* [Instruction] Your task is to write out the lines from the line containing "Study the photo above. For every instance of the marble" through the last line of the material, exactly.

* [Input for this task]
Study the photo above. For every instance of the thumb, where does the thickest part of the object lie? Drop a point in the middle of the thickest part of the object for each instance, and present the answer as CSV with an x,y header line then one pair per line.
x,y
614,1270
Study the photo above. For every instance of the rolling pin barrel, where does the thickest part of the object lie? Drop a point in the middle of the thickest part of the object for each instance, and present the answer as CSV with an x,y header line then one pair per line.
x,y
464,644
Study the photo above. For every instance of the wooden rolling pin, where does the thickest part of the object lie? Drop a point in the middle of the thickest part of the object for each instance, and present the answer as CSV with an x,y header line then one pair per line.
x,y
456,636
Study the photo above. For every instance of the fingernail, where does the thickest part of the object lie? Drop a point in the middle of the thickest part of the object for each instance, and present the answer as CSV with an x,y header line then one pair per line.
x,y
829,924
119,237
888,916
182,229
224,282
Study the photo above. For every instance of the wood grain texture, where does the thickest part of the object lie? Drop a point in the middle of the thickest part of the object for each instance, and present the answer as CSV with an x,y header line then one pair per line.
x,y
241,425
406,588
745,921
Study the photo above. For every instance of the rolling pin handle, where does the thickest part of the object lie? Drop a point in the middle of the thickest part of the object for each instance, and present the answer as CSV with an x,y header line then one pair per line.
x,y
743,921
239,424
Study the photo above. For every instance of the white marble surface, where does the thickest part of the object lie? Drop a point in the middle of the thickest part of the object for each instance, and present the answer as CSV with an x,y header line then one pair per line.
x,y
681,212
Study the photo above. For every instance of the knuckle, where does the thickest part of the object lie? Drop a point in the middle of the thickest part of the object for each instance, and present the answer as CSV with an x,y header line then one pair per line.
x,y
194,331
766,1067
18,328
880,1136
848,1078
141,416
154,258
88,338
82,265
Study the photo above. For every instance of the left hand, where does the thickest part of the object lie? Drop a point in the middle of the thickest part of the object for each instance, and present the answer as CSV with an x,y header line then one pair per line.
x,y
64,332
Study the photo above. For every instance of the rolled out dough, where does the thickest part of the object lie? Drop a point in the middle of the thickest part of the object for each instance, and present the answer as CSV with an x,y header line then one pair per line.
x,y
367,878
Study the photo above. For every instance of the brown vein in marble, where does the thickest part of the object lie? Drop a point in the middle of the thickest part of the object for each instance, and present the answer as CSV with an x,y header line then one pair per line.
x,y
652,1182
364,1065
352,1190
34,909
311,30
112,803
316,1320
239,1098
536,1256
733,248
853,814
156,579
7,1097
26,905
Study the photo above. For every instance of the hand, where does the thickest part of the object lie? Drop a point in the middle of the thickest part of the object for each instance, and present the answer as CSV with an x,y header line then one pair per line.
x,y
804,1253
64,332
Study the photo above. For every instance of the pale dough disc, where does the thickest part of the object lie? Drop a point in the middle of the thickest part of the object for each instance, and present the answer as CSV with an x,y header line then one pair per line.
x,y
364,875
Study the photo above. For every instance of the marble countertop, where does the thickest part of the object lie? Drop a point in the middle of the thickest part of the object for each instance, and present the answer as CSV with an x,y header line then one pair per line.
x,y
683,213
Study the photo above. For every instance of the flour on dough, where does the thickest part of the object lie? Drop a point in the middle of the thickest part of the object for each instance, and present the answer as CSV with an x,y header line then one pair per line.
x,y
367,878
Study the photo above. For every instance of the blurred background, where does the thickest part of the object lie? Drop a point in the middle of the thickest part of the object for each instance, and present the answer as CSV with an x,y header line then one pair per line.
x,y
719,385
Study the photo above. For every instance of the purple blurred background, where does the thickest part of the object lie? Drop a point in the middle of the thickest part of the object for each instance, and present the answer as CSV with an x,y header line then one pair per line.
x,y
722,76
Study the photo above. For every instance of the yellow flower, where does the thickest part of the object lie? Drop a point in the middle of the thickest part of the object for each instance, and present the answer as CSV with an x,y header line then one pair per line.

* [Written solution]
Study the photo above. For every instance of the marble countertop, where does the thickest part of the object lie? Drop a point in the middle of the thickest part of the object for each instance, and present the answer as CSV with an x,y header line then one pair per line.
x,y
683,213
Study the photo above. For every instance of the flour on dough, where does the thickest part of the object lie? Drop a point in the middle of the thickest part of the object for each instance, and present the answer as CSV with an x,y header line then one pair per line.
x,y
367,878
Study the photo above. For every instance of the blurred background, where does the thickest part of the object lie? Drop a point in the middle of the thickest part of the object for each instance, and present the answer as CSV with an x,y header line then one pair per line.
x,y
719,385
Study the photo above. For every instance of the purple blurred background, where does the thickest part of the object lie? Drop a point in the middle of the thickest part of the object for each instance, and present the answer as CSV with an x,y header line then one pair per line.
x,y
722,76
Study the photo above. For every instance of the yellow flower, where does the thickest part of the object lie? Drop a point in the middle of the thickest part of the object for each instance, and present the answer as CSV with an x,y header line then one pair per line.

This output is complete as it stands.